[演習用本文]
本明細書において、SARS-CoV-2は、急性呼吸器疾患(COVID-19)の原因となる、SARS関連コロナウイルスである。
SARS-CoV-2は、そのウイルスゲノムは29,903塩基程度で、一本鎖プラス鎖RNAウイルスである。また、ウイルス粒子(ビリオン)は、50~200nmほどの大きさである。一般的なコロナウイルスと同様に、スパイクタンパク質、ヌクレオタンパク質、内在性膜タンパク質、エンベロープタンパク質として知られる4つのタンパク質と、RNAより構成されている。このうちヌクレオタンパク質がRNAと結合してヌクレオカプシドを形成し、脂質と結合したスパイクタンパク質、内在性膜タンパク質、エンベロープタンパク質がその周りを取り囲んでエンベロープを形成する(A pneumonia outbreak associated with a new coronavirus of probable bat origin. Nature. 2020 Mar;579(7798):270-273.、A new coronavirus associated with human respiratory disease in China. Nature. 2020 Mar;579(7798):265-269.)。
【0016】
スパイクタンパク質は、2つのサブユニット、S1及びS2からなる大きなI型膜貫通型タンパク質で、S1は主に、細胞表面の受容体を認識する受容体結合ドメイン(RBD)が、S2には膜融合に必要な要素が含まれている。S1に結合する既知の受容体には、ACE2(アンジオテンシン変換酵素2)、DPP4(ジペプチジルペプチダーゼ-4)、APN(アミノペプチダーゼN)、CEACAM(癌胎児性抗原関連細胞接着分子1)、O-ac Sia(O-アセチル化シアル酸)があり、SARS-CoV-2は、ヒトACE2を介してヒト呼吸上皮細胞に感染することが報告されている(Structure, Function, and Antigenicity of the SARS-CoV-2 Spike Glycoprotein Cell. Volume 181, Issue 2, 16 April 2020, Pages 281-292.e6)。
[/演習用本文]
[データ項目]
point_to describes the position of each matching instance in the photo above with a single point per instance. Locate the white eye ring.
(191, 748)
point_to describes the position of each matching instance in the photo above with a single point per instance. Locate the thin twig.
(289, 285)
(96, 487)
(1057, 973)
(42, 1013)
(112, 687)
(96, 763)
[/データ項目]
[データ項目]
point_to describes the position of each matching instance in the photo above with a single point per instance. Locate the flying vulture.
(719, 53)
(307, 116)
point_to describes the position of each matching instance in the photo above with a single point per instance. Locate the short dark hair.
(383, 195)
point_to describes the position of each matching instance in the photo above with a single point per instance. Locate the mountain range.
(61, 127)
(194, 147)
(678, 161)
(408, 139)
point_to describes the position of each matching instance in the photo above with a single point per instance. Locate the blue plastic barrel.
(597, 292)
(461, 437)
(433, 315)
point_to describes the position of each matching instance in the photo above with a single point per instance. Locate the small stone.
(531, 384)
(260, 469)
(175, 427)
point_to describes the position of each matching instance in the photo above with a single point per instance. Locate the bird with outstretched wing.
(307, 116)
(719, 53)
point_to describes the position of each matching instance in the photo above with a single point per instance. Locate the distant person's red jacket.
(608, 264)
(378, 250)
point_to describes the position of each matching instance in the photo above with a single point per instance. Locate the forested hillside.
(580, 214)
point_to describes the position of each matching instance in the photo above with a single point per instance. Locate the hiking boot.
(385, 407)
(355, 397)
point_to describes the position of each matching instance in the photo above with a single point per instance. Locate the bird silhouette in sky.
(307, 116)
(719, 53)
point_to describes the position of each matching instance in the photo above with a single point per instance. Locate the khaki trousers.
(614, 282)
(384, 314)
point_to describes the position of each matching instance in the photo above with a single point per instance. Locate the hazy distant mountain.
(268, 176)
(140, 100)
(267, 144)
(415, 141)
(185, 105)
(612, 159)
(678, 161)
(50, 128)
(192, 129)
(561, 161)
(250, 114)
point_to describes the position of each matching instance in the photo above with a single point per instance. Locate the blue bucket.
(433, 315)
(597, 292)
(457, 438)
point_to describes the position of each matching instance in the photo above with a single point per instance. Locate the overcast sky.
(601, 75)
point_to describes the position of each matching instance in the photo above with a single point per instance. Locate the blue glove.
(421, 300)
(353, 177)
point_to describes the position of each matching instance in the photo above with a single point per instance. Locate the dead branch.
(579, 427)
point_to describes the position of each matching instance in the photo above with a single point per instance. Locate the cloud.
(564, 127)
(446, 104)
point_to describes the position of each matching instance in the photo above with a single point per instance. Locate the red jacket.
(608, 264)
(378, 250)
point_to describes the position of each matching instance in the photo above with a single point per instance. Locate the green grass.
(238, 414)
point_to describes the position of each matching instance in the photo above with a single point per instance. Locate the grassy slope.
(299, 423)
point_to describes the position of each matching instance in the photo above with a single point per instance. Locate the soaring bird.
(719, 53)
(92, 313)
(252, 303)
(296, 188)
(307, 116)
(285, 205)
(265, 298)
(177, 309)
[/データ項目]
作業内容 ▸
SARS-CoV-2について述べた本文を、最後の文の後から書き継げ。

解答 ▸
【0017】
本明細書における抗SARS-CoV-2検証試験は、評価対象となる不活化剤で処理したSARS-CoV-2をVero E6/TMPRSS2細胞に感染させた系によって行われる。詳細は後述するとおりである。本明細書では、当該検証試験において、約100,000個のウイルスをほぼ完全に不活化(検出限界以下まで)させた場合を不活化効果ありとする。
【0018】
従って、直鎖アルキルベンゼンスルホン酸塩とアルキル基の炭素数が12でエチレンオキサイド付加モル数が7であるポリオキシエチレンアルキルエーテル及びアルキル基の炭素数が12でエチレンオキサイド付加モル数が8であるポリオキシエチレンアルキルエーテルから選ばれる少なくとも1種のポリオキシエチレンアルキルエーテルの組み合わせは、SARS-CoV-2不活化効果を示すことから、SARS-CoV-2不活化剤となり得、SARS-CoV-2不活化のために使用することができる。また、SARS-CoV-2不活化剤を製造するために使用することができる。SARS-CoV-2不活化により、当該ウイルス感染を阻止し、SARS-COV-2感染症を予防又は改善することができる。
ここで、「使用」は、生体(ヒト又は非ヒト動物)における使用である場合、治療的使用であっても非治療的使用であってもよい。「非治療的」とは、医療行為を含まない概念、すなわち人間を手術、治療又は診断する方法を含まない概念、より具体的には医師又は医師の指示を受けた者が人間に対して手術、治療又は診断を実施する方法を含まない概念である。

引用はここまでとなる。